### Work task 1
List every username that appears in a post header of the forum thread about drill chuck runout.

### Document segment
────────────────
I am not sure I would expect that level of accuracy from that particular chuck, but still should be within the +/-0.002" range would be reasonable. Most chucks are much worse.  You might also check it with a 3/8" end mill. It is difficult to get below 0.001" no matter how good they are they will vary a bit depending on what they are clamping. Since they are integrated chucks there is not taper interface that could be off.

If you want a bit better precesion then you might look at their ultra high precision which is just slightly more. I have used this 5/8" chuck on another persons mill and it was very smooth and worked well.


			https://www.precisionmatthews.com/shop/18-58-ultra-high-precision-keyless-drill-chuck/


----------



## ddickey (Feb 1, 2020)

Driveslayer45 said:


> I ordered this particular one because i wanted an integrated chuck and its advertised run out is .001"


+/- .001" which means .002" TIR. 
Try a 1/4" end mill and see if it shows the same run out.


----------



## Driveslayer45 (Feb 1, 2020)

Thanks for the feedback and suggestions. I will try a 3/8 and 1/4 end mill shafts tomorrow.


----------



## Chewy (Feb 2, 2020)

PM30-MV with same drill chuck.  1/2" drill rod at fully retracted is .0022.  Fully extended is .0032.  Fowler .0005 indicator on Shars magnetic base. Ran the mill for 30 seconds to warm up as it is 60 degrees in the shop.


----------



## T Bredehoft (Feb 2, 2020)

Quit trying to indicate end mills. use dowel pins. Or drill rod.

_Edit: _Correct Typo.


----------



## wrmiller (Feb 2, 2020)

mksj said:


> I am not sure I would expect that level of accuracy from that particular chuck, but still should be within the +/-0.002" range would be reasonable. Most chucks are much worse.  You might also check it with a 3/8" end mill. It is difficult to get below 0.001" no matter how good they are they will vary a bit depending on what they are clamping. Since they are integrated chucks there is not taper interface that could be off.
> 
> If you want a bit better precesion then you might look at their ultra high precision which is just slightly more. I have used this 5/8" chuck on another persons mill and it was very smooth and worked well.
> 
> ...



I have the small and large ultra-high chucks for my mill, and a large for the lathe. As you say, very smooth and work very well.


----------



## middle.road (Feb 2, 2020)

Chewy said:


> PM30-MV with same drill chuck.  1/2" drill rod at fully retracted is .0022.  Fully extended is .0032.  Fowler .0005 indicator on Shars magnetic base. Ran the mill for 30 seconds to warm up as it is 60 degrees in the shop.


Waiting for it to warm up over here.


----------



## rwm (Feb 2, 2020)

ddickey said:


> +/- .001" which means .002" TIR.



Is that correct? When a manufacturer indicates runout they don't mean TIR?
Robert


----------



## mikey (Feb 2, 2020)

rwm said:


> Is that correct? When a manufacturer indicates runout they don't mean TIR?
────────────────
### Stored data
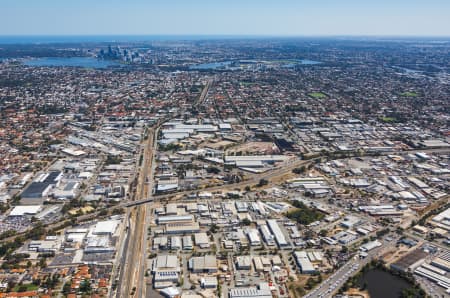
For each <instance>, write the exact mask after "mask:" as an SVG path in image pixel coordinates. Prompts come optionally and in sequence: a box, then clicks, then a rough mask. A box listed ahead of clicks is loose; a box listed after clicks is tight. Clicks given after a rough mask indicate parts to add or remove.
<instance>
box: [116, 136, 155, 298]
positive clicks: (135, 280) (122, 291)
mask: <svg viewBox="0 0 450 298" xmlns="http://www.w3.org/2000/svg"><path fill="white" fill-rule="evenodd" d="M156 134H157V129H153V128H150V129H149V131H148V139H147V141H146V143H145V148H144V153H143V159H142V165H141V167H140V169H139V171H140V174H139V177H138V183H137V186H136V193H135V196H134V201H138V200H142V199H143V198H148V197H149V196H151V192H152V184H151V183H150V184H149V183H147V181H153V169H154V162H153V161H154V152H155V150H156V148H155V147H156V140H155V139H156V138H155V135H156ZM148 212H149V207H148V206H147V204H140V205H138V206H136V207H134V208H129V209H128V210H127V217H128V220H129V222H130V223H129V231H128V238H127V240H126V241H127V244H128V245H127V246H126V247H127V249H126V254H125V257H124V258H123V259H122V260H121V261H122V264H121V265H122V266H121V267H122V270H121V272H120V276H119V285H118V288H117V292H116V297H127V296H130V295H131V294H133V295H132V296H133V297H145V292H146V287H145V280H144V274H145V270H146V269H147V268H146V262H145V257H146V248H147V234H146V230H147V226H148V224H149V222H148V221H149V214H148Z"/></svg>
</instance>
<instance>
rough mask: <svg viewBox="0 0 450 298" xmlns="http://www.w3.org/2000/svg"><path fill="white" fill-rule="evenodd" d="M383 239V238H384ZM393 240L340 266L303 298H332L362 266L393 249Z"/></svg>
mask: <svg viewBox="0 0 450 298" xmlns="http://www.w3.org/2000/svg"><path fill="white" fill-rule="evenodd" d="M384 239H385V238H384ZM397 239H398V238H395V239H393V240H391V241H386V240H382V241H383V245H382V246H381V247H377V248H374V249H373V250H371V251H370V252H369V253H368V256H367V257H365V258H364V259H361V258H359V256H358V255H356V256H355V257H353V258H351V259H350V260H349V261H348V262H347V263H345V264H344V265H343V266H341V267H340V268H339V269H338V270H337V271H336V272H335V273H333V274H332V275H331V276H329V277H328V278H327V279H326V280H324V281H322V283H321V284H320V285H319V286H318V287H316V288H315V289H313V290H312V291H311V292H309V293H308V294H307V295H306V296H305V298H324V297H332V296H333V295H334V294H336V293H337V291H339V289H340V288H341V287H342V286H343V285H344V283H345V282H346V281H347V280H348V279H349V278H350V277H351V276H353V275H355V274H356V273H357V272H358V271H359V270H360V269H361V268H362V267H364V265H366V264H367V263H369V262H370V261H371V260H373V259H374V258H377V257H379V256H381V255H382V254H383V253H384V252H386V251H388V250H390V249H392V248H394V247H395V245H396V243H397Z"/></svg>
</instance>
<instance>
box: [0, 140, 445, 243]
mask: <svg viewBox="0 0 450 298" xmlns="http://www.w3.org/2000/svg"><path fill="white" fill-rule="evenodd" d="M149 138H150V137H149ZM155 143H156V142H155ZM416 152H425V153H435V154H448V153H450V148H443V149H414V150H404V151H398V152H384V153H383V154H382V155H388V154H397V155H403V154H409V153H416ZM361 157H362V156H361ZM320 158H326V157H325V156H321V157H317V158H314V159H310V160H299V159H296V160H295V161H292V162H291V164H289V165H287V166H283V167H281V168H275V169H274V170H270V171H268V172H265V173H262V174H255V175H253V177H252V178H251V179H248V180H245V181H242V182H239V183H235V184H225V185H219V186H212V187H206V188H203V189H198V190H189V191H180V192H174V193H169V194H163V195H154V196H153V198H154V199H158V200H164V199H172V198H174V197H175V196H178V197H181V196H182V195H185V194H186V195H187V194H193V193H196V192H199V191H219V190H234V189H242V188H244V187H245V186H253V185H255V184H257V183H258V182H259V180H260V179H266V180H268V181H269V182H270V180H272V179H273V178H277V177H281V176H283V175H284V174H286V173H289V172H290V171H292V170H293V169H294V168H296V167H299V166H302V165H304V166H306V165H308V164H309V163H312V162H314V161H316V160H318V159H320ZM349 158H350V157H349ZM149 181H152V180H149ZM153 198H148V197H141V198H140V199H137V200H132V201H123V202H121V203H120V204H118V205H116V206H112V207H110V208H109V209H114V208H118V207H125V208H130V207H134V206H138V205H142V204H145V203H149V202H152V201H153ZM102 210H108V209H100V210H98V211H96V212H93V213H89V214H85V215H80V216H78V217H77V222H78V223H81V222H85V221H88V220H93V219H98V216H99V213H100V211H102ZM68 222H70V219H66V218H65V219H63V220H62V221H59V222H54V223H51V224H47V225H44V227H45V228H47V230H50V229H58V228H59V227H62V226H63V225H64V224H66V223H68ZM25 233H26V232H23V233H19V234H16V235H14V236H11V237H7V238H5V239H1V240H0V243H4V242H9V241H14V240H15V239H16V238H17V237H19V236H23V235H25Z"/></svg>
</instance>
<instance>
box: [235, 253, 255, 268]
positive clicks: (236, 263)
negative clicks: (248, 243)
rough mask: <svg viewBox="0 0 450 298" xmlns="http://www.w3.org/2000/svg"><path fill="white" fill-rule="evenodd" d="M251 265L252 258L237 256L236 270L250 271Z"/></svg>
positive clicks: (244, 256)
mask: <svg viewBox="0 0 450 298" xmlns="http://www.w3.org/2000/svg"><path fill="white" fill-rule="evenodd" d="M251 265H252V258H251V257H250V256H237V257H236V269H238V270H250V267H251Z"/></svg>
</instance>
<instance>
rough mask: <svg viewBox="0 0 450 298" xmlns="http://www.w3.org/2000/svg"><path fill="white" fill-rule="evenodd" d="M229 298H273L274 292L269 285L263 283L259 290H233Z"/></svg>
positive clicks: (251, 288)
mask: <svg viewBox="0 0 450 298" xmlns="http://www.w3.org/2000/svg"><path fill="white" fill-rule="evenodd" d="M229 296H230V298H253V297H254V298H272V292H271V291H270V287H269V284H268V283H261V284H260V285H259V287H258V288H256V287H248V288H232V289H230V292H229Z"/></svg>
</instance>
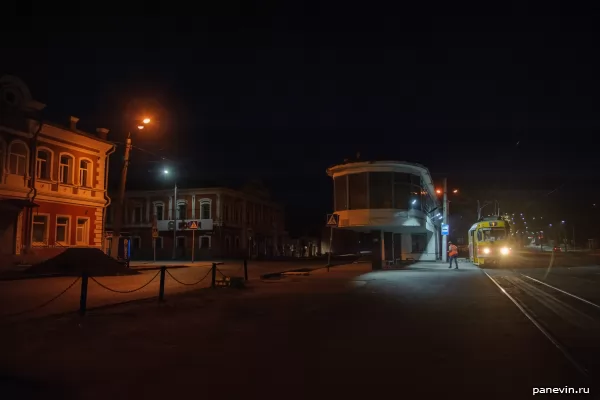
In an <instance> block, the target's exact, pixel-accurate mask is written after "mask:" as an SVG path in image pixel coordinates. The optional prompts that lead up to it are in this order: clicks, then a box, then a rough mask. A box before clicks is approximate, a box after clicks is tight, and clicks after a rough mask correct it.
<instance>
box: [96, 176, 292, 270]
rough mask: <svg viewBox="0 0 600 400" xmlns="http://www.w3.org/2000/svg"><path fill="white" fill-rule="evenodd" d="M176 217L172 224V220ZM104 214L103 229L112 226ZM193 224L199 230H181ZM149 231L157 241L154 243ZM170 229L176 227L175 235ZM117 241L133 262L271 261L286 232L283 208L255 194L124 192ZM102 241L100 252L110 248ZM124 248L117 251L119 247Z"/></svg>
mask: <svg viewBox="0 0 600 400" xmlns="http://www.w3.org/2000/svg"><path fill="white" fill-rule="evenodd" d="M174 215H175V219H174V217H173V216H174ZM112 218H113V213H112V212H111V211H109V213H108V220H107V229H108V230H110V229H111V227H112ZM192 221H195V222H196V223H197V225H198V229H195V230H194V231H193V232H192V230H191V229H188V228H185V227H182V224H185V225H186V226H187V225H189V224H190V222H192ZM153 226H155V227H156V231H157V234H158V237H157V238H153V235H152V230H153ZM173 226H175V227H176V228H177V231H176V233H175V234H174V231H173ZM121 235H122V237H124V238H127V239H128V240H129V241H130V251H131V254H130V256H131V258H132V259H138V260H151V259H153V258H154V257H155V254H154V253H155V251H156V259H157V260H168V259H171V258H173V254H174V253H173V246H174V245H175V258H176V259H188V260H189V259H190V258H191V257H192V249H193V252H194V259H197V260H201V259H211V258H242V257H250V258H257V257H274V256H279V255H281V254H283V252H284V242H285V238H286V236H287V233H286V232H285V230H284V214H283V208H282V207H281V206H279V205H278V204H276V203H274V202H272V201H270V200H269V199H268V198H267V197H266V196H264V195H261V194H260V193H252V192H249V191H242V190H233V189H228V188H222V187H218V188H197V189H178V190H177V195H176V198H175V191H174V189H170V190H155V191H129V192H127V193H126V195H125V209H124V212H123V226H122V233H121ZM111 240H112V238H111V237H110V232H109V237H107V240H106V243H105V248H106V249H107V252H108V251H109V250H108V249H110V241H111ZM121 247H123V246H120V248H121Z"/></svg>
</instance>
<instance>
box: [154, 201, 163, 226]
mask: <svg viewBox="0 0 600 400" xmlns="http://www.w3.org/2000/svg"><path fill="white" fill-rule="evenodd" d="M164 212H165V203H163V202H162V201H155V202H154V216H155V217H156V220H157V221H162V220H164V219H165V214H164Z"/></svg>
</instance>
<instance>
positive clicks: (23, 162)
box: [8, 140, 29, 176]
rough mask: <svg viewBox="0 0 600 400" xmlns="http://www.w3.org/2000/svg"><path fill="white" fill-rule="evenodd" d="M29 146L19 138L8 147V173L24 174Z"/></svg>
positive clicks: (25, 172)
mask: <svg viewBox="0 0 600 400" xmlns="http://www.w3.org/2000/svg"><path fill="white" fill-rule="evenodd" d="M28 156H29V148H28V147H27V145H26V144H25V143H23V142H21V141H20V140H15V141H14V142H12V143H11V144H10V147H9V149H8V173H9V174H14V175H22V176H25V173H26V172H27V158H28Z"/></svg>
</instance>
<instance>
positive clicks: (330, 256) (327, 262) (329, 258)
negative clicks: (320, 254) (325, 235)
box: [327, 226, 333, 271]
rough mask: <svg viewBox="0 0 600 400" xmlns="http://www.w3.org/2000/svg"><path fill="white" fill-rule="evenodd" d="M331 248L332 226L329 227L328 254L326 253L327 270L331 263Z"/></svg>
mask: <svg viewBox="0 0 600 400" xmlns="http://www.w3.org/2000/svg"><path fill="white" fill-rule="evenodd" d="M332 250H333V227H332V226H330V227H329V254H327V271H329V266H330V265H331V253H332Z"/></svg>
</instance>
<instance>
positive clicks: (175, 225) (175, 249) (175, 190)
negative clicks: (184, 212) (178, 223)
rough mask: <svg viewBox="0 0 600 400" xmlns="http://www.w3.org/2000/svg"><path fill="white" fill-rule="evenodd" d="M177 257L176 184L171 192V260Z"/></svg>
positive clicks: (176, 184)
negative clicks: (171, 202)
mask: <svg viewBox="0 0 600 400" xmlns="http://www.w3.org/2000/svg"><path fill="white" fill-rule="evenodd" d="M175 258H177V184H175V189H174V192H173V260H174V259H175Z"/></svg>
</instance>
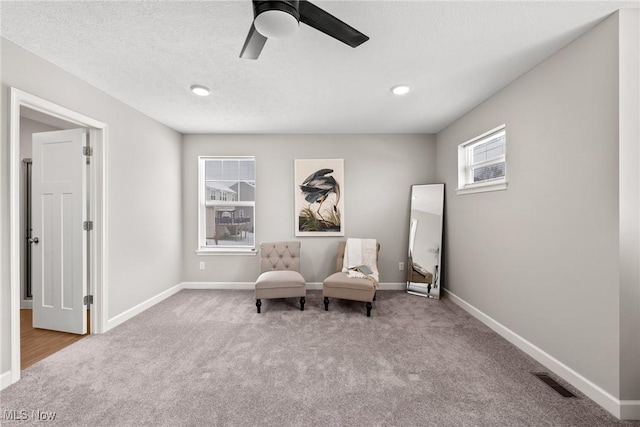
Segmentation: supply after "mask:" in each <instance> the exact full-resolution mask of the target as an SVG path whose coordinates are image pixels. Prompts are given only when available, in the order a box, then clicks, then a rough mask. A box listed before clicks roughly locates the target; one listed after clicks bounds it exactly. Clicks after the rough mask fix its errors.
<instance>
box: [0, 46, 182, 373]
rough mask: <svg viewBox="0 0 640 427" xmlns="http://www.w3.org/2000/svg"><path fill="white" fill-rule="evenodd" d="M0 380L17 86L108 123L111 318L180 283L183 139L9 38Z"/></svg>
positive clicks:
────────────────
### Work task 2
In the stored data, begin at the line that has "negative clicks: (171, 202)" and continue to the end of the stored data. Rewrite those lines with "coarse mask" substituted for "rough mask", changing nothing else and leaving out the pictures.

### Answer space 1
ddickey, Driveslayer45, Chewy, T Bredehoft, wrmiller, middle.road, rwm, mikey

### Answer space 2
negative clicks: (171, 202)
mask: <svg viewBox="0 0 600 400" xmlns="http://www.w3.org/2000/svg"><path fill="white" fill-rule="evenodd" d="M175 258H177V184H175V189H174V192H173V260H174V259H175Z"/></svg>
</instance>
Segmentation: supply after "mask:" in each <instance> the exact full-resolution mask of the target as an SVG path whose coordinates are image pixels. Prompts are given only when available, in the order a box, then clicks, then a coarse mask. A box listed before clicks roughly locates the target; one listed after clicks bounds it exactly. Clicks after the coarse mask fix its errors.
<instance>
box: [0, 46, 182, 373]
coarse mask: <svg viewBox="0 0 640 427" xmlns="http://www.w3.org/2000/svg"><path fill="white" fill-rule="evenodd" d="M0 380L17 86L108 123L111 318L180 283L183 139L9 38Z"/></svg>
positive clicks:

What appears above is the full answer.